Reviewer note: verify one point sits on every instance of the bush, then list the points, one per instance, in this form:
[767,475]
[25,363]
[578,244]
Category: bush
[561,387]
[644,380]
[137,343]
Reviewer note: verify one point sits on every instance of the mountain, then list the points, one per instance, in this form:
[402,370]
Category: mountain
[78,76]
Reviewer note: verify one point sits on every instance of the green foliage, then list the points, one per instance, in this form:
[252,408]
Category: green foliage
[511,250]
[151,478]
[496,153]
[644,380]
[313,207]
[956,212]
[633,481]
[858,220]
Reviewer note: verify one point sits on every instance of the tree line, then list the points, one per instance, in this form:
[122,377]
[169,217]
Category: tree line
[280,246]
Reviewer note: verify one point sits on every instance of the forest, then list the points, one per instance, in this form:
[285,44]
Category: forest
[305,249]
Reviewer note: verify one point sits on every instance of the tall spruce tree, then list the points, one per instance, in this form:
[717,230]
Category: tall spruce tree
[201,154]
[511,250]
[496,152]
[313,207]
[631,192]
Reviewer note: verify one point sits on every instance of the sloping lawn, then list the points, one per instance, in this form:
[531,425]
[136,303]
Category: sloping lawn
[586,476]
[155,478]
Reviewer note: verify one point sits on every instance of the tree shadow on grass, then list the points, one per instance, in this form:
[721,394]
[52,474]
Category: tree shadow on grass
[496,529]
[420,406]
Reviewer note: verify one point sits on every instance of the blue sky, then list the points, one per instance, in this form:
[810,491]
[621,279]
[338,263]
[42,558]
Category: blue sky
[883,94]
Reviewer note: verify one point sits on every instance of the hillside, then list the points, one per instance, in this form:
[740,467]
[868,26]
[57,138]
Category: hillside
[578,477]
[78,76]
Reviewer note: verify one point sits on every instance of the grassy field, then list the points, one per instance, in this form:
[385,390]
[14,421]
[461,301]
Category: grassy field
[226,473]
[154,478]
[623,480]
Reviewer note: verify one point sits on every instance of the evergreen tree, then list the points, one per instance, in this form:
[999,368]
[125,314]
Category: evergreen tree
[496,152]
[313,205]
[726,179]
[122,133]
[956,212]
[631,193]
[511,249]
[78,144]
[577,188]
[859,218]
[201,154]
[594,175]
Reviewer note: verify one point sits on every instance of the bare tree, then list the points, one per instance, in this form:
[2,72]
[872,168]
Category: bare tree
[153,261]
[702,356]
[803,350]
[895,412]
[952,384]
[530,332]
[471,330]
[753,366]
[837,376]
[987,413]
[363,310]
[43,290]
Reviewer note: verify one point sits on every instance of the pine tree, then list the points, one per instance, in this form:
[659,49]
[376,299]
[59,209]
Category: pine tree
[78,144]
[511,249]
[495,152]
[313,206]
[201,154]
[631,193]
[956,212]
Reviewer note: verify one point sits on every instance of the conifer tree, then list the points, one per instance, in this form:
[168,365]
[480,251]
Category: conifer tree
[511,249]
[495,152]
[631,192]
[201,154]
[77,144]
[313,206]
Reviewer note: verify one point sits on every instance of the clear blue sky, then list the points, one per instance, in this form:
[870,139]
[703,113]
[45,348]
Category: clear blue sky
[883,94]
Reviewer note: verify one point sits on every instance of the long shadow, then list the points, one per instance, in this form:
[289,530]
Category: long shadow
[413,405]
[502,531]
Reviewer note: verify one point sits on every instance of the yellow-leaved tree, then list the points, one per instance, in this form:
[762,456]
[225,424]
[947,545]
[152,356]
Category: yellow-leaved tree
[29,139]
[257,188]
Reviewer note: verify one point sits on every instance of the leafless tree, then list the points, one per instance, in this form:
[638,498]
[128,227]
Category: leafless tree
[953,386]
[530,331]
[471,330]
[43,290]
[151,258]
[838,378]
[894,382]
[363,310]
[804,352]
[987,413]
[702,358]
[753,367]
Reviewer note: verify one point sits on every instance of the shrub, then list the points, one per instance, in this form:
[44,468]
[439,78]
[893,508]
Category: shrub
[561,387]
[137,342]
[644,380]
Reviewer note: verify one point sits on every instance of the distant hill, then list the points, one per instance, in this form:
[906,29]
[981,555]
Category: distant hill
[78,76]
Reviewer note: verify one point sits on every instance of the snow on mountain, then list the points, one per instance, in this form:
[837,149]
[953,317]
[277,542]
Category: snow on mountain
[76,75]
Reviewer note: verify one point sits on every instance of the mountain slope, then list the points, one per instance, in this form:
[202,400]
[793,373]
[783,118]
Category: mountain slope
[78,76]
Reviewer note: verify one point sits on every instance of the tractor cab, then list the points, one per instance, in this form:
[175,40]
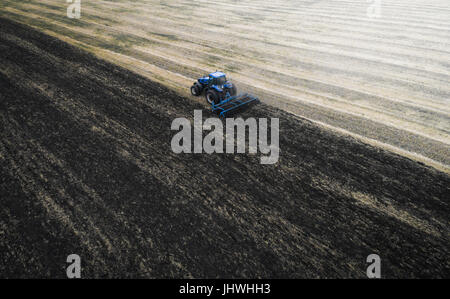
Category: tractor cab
[218,79]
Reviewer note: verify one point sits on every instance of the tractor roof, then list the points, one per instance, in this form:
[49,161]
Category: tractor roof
[217,74]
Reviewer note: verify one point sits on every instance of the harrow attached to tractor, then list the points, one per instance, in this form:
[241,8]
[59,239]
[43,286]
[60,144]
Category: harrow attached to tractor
[221,94]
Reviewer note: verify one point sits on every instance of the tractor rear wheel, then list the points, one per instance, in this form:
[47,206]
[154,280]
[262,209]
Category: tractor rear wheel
[195,89]
[233,90]
[212,97]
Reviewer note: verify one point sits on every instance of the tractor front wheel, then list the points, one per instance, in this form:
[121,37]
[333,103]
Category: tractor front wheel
[212,97]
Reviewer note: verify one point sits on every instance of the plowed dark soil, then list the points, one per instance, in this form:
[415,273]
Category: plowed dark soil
[86,167]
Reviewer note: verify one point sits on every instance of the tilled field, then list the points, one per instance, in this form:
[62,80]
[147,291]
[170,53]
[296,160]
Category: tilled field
[87,168]
[384,80]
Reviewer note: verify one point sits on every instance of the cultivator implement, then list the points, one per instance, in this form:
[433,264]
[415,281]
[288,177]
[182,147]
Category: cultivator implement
[221,94]
[233,104]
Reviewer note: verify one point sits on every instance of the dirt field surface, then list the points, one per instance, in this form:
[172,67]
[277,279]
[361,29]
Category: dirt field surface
[383,80]
[86,167]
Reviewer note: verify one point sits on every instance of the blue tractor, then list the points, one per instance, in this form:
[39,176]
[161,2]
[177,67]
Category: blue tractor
[221,94]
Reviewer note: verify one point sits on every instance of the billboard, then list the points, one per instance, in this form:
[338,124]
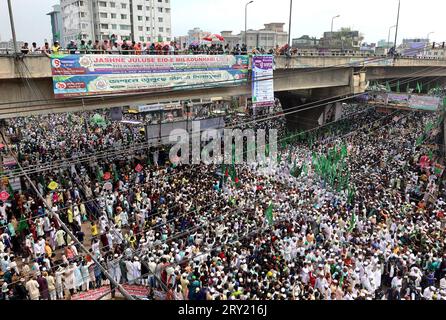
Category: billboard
[95,74]
[428,103]
[262,80]
[398,98]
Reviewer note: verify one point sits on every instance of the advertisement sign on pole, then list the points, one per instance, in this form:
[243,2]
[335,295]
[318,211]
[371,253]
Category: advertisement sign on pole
[88,75]
[262,80]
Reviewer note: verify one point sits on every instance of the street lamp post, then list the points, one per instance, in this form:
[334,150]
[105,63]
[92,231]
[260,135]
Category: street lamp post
[388,38]
[289,32]
[11,20]
[429,35]
[246,23]
[332,22]
[397,24]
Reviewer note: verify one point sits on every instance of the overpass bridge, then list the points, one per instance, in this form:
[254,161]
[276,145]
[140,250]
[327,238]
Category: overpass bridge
[26,82]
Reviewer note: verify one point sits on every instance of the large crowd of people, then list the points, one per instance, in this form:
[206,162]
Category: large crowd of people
[146,48]
[241,232]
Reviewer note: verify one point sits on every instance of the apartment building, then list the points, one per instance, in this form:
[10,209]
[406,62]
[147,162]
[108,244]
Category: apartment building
[138,20]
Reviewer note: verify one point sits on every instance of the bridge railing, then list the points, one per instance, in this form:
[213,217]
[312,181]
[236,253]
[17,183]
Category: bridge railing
[42,52]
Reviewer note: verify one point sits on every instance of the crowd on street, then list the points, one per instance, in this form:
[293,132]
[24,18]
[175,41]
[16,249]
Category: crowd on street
[353,210]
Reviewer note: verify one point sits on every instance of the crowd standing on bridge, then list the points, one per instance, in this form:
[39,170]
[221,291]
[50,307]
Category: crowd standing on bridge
[146,48]
[244,232]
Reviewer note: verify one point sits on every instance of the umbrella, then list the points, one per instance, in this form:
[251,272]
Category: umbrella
[138,168]
[108,186]
[4,196]
[53,185]
[98,120]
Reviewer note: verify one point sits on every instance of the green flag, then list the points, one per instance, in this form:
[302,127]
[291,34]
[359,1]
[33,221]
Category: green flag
[10,191]
[269,213]
[353,221]
[419,87]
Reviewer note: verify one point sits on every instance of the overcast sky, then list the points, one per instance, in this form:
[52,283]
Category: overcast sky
[372,17]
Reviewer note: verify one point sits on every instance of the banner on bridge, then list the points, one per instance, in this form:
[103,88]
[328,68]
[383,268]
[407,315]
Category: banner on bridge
[94,74]
[428,103]
[262,80]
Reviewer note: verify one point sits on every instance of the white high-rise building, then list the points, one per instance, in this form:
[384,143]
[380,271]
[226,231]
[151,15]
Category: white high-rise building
[138,20]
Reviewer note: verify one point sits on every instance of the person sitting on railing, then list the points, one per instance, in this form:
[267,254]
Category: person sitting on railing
[83,47]
[145,48]
[25,48]
[105,47]
[89,46]
[72,47]
[152,48]
[96,47]
[124,48]
[34,49]
[46,48]
[115,49]
[132,48]
[56,48]
[137,48]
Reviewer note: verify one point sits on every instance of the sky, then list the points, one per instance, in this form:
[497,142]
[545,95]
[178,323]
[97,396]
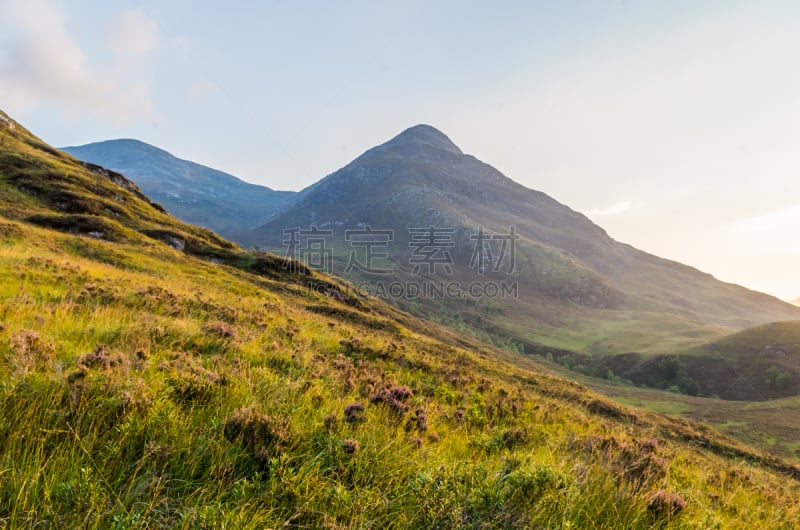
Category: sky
[674,125]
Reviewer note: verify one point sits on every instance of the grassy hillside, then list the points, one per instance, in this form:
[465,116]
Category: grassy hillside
[149,386]
[756,364]
[578,290]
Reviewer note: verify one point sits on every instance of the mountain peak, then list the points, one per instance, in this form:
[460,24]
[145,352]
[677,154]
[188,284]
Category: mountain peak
[424,135]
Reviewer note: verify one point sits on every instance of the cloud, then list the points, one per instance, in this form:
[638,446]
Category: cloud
[769,234]
[134,33]
[41,63]
[617,208]
[200,90]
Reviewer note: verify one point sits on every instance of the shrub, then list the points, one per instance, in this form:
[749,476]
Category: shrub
[665,505]
[262,437]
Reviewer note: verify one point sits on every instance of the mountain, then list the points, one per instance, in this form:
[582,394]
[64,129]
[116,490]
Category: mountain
[578,292]
[194,193]
[157,376]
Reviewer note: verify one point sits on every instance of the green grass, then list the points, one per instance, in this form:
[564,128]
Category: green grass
[143,387]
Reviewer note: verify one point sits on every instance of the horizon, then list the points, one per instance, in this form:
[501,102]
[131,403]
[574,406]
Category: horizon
[671,127]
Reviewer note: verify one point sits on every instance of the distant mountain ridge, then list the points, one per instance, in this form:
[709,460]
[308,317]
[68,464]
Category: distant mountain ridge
[590,302]
[194,193]
[579,290]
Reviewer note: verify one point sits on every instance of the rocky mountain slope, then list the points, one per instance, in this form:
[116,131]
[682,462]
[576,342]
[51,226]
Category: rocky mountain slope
[156,376]
[194,193]
[578,289]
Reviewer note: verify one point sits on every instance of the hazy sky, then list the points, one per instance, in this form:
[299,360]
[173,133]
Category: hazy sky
[673,124]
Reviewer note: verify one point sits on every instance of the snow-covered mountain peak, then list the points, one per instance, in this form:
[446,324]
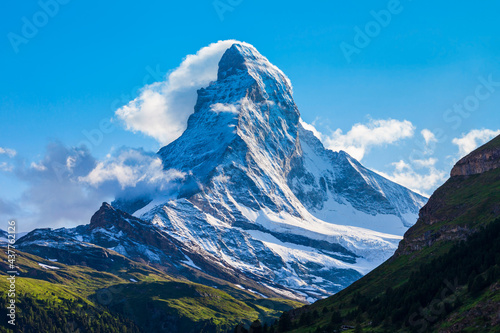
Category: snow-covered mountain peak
[243,59]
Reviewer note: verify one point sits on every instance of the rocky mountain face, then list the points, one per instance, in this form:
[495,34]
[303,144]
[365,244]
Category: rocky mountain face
[467,175]
[262,201]
[445,275]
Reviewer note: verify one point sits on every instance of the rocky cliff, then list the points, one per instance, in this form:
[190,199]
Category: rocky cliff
[470,198]
[482,160]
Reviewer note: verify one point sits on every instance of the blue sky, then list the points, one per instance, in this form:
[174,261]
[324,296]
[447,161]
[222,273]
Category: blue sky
[63,79]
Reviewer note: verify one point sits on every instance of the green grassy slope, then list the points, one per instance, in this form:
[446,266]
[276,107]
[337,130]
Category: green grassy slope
[87,300]
[454,243]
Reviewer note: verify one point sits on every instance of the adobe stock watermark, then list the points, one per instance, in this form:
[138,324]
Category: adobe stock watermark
[31,26]
[364,36]
[425,317]
[223,6]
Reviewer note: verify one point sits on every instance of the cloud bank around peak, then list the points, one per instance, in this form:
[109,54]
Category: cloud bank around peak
[362,137]
[68,184]
[473,139]
[163,108]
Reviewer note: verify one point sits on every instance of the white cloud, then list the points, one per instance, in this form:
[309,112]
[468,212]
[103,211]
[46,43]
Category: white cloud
[418,181]
[163,108]
[68,185]
[470,141]
[8,152]
[4,166]
[131,167]
[362,137]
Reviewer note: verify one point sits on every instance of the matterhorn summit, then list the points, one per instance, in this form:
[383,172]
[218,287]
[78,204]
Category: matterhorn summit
[263,195]
[263,204]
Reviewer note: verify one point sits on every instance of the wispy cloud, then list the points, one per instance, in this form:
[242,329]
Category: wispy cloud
[420,176]
[8,152]
[163,108]
[68,184]
[362,137]
[473,139]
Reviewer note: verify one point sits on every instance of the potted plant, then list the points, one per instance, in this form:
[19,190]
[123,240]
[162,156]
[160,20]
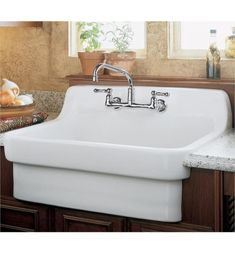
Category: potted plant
[121,36]
[89,34]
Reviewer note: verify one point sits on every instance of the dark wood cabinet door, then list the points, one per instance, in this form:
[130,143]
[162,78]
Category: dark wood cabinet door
[19,216]
[68,220]
[135,225]
[202,199]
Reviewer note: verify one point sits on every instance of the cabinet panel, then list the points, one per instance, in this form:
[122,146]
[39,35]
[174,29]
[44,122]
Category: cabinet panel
[153,226]
[67,220]
[202,199]
[20,216]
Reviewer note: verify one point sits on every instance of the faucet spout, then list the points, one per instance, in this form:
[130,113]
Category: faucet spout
[114,69]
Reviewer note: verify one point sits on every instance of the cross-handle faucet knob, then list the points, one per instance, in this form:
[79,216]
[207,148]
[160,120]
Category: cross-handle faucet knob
[108,90]
[157,93]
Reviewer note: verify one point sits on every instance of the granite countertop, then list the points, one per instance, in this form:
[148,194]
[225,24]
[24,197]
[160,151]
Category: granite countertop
[217,155]
[51,116]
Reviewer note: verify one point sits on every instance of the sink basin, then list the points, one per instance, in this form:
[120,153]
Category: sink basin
[125,162]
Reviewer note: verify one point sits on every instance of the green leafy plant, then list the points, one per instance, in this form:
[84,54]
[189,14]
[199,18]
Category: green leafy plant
[90,34]
[120,36]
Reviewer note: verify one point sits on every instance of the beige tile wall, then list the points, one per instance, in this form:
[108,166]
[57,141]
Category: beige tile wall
[37,58]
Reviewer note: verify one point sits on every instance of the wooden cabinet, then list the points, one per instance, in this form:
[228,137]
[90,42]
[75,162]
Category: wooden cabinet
[67,220]
[22,217]
[208,204]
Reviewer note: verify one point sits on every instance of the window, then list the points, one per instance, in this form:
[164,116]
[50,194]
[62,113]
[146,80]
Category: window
[138,43]
[191,39]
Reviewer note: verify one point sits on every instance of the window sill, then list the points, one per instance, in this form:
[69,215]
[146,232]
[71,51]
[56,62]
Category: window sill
[197,58]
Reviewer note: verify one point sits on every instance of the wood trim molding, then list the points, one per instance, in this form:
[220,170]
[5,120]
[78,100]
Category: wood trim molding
[68,219]
[218,200]
[20,24]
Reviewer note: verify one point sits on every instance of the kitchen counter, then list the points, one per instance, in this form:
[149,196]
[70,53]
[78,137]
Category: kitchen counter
[51,116]
[217,155]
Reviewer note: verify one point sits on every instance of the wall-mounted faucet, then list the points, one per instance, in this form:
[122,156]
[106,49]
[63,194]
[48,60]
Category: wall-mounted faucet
[116,102]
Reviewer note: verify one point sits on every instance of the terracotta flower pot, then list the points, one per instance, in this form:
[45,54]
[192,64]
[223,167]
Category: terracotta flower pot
[124,60]
[89,60]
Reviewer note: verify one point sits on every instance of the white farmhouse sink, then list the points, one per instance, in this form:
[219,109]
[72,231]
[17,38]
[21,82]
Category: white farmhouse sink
[125,162]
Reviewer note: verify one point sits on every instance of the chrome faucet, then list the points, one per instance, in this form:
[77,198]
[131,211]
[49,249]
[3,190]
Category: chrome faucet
[116,102]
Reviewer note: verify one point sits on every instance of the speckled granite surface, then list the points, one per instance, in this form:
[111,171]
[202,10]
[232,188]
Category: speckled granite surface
[47,101]
[217,155]
[50,102]
[51,116]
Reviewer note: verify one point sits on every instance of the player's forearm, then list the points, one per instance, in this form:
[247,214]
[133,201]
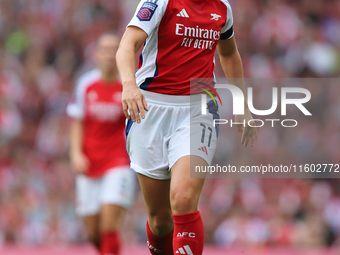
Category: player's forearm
[76,137]
[233,69]
[126,64]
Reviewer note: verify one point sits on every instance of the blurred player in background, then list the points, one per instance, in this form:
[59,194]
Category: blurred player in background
[180,41]
[105,185]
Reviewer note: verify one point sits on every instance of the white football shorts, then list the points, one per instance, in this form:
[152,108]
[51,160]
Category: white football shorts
[173,128]
[117,186]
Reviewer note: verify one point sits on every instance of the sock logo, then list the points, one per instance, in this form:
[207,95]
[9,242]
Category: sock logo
[185,250]
[189,234]
[153,248]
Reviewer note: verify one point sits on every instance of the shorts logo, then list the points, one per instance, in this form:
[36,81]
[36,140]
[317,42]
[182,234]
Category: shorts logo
[146,11]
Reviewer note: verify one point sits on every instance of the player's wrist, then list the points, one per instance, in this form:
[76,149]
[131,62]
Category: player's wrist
[130,83]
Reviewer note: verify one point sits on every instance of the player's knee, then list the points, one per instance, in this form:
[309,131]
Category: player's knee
[183,202]
[161,221]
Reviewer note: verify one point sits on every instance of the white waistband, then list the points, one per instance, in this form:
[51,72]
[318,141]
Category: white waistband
[171,99]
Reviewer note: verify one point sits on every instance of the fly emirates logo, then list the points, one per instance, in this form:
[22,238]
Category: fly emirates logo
[203,38]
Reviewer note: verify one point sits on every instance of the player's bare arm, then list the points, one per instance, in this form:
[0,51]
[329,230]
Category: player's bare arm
[232,66]
[132,99]
[79,161]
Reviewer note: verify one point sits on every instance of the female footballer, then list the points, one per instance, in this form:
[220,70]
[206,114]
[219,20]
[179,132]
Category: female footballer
[180,38]
[105,185]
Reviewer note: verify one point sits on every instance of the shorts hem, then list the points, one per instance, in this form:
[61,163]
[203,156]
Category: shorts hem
[141,171]
[209,163]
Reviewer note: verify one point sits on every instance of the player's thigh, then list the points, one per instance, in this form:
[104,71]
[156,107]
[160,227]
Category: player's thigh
[184,190]
[87,196]
[111,217]
[118,188]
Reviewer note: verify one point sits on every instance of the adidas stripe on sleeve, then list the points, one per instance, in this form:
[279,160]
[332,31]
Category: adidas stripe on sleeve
[149,14]
[227,31]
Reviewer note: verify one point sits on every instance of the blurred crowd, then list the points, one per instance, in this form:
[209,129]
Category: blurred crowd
[46,44]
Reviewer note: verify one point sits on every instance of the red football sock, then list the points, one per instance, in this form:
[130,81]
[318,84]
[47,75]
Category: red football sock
[188,234]
[159,245]
[110,243]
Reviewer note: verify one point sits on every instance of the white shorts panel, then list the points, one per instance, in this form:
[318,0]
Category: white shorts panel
[117,186]
[163,137]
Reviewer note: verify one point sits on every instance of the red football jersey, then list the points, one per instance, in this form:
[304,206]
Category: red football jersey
[98,104]
[181,43]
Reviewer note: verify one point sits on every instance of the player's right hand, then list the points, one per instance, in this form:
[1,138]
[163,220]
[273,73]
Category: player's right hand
[80,163]
[133,101]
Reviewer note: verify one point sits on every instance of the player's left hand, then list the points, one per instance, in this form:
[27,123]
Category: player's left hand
[249,133]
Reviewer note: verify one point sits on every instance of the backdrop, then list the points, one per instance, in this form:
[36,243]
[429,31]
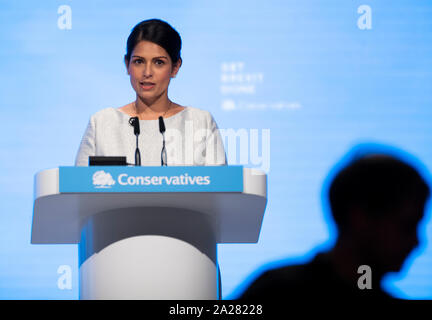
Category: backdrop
[297,83]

EXERCISE AIM:
Using the records above, copy exactly and only the lines from the line with "football sock, then" through the end, both included; leave every picture out.

OUTPUT OF THE TASK:
Reviewer note: verify one point sits on every instance of the red football sock, then list the points, one per instance, in this form:
[130,81]
[318,84]
[47,75]
Category: red football sock
[188,234]
[159,245]
[110,243]
Reviewer note: verify one point sits on every instance of the white shorts panel, then list the points, one per instance, in this form:
[318,0]
Category: white shorts panel
[117,186]
[163,137]
Reviewer note: verify one point sits on every instance of the red football jersey, then list the points, one per instance, in this form:
[304,206]
Category: red football jersey
[98,104]
[181,43]
Reviewer note: verify one point sits on every instance of the player's right hand, then list the points, one per instance, in this form:
[1,138]
[163,220]
[273,73]
Category: player's right hand
[80,163]
[133,101]
Reviewer note: verify one point sits on every instance of the player's left hand, then list the points, one per instance, in this form:
[27,123]
Category: player's left hand
[249,133]
Reviewer note: verify one point sits on every instance of the backdrop, then list the points, one per instance, in this form:
[36,243]
[429,31]
Category: backdrop
[297,83]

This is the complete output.